Records from a data source:

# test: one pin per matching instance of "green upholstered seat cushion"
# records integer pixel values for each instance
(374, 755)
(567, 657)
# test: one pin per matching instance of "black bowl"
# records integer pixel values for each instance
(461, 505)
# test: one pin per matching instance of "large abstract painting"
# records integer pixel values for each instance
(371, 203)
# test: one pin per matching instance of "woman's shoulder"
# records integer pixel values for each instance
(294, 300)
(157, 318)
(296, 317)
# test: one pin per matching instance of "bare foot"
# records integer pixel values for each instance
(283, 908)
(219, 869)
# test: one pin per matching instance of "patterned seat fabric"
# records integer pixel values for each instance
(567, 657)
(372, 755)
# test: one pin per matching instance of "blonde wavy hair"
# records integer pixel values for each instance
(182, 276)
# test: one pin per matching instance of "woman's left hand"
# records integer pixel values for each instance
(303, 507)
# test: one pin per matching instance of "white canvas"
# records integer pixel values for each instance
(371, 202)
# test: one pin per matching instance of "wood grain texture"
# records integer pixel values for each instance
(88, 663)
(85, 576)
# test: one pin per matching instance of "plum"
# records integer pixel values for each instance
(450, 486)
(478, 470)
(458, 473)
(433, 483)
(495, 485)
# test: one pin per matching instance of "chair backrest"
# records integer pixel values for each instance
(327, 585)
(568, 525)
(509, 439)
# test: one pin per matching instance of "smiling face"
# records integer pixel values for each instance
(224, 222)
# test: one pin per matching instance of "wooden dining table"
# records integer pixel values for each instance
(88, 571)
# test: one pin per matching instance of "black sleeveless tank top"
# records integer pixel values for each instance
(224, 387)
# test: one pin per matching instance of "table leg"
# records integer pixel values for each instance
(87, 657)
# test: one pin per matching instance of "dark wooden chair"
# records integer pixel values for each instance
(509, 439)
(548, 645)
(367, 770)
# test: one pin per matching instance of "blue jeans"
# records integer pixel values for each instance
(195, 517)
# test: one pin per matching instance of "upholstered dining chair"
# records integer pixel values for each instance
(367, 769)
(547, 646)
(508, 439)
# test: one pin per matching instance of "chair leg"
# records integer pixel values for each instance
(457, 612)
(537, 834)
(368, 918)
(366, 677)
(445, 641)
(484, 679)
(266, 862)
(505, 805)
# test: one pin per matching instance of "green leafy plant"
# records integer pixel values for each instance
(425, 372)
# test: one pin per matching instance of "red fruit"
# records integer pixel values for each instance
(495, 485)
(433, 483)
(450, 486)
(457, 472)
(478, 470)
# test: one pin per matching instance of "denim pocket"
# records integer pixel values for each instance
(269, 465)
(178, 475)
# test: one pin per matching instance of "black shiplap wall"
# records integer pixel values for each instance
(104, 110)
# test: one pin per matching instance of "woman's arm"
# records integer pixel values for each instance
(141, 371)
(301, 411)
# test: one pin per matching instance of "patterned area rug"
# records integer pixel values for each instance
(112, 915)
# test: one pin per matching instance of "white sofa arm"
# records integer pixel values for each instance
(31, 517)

* [Prompt] Could you transcribe all of the data exactly as it is given?

* [Solution to the exercise]
# test: one pin per matching instance of "green upholstered seat cushion"
# records integer pixel values for each instance
(374, 755)
(567, 657)
# test: one pin per matching instance of "black bowl"
# records integer pixel values for each instance
(461, 505)
# test: one pin per matching instance of "large abstract painting"
# records integer pixel values for each instance
(371, 203)
# test: one pin per matching instance of "woman's shoulder"
# records integer pixel values for each instance
(294, 300)
(157, 318)
(296, 317)
# test: one pin per matching instance of "bare foot"
# records integer pixel values for each instance
(283, 908)
(219, 869)
# test: one pin per matching instance of "patterned seat fabric"
# records integer pixel values for each instance
(567, 657)
(372, 755)
# test: one pin per matching instance of "blonde wavy hair"
# records integer pixel values for each instance
(182, 276)
# test: one pin per matching instance of "woman's left hand"
# records integer pixel values for each instance
(303, 507)
# test: one pin per matching instance of "white canvas"
# records integer pixel values for each instance
(371, 202)
# test: one pin per matching instance of "wood grain texture"
# records integer pixel values for each instance
(88, 663)
(85, 576)
# test: one pin per matching instance of "plum"
# records integer pixel values for each instance
(450, 486)
(478, 470)
(458, 473)
(433, 483)
(495, 485)
# test: one pin per matching instance of "chair backrest"
# records integer pixel values for each instance
(327, 585)
(568, 525)
(509, 439)
# test: one pin per matching instance of "smiling face"
# records integer pixel values for each instance
(224, 222)
# test: one pin per matching instance of "wooden dining table"
# records integer pixel values for each instance
(88, 571)
# test: one pin per matching instance of "black sleeveless tank top"
# records integer pixel values for each instance
(224, 387)
# test: one pin per matching instance of "table leg"
# records integer pixel values for each instance
(87, 657)
# test: one pin per matching instance of "dark wooden chair"
# records integer pixel values for each instance
(509, 439)
(548, 645)
(367, 770)
# test: one pin per matching instance of "blue jeans"
# records integer pixel values for each instance
(195, 517)
# test: one pin per matching instance of "upholstered dining chair"
# records integer pixel values for each instance
(367, 769)
(547, 646)
(508, 439)
# test: one pin per matching instance of "chair leg"
# records integer pixel values for each instance
(457, 612)
(537, 834)
(368, 918)
(366, 677)
(445, 641)
(484, 679)
(266, 862)
(505, 805)
# test: one pin per matching instance of "green leafy plant"
# records integer pixel values for each instance
(425, 372)
# test: one pin per matching instance of "red fruit"
# records integer pixel values for each instance
(495, 485)
(433, 483)
(450, 486)
(457, 472)
(478, 470)
# test: one pin per matching instance of "denim pocket"
# records integer pixel values for each instance
(269, 465)
(178, 475)
# test: one pin per matching instance of "black shiplap wall"
# records integer pixel values for each instance
(104, 110)
# test: one pin per matching instance of "woman's arm"
# records integer pixel values for each instance
(141, 371)
(301, 411)
# test: one pin per matching instance of "patterned area rug"
# records integer pixel values for each instance
(112, 915)
# test: one pin per matching instance of "white sofa arm"
# records integer pixel values for each instance
(31, 517)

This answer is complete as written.